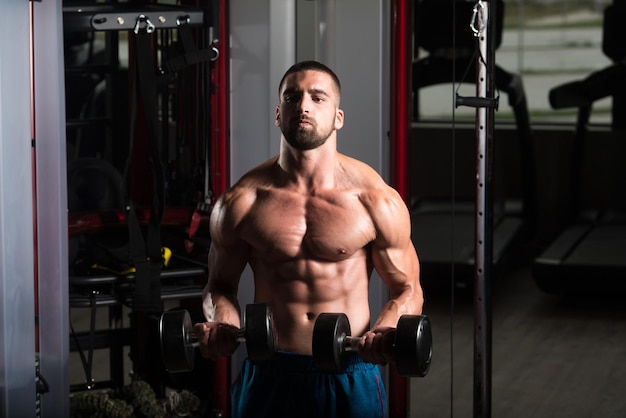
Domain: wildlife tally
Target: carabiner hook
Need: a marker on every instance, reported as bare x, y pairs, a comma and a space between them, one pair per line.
148, 25
478, 9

- _Instructions for the task_:
Apart from the pictures, the entries above are to be repeated in full and exactly.

- _Written response_:
Domain: wildlife tally
Target: carabiner hook
Need: a marker on every instance, reported as bare x, y pairs, a comma and a space between them, one pair per line.
148, 25
478, 9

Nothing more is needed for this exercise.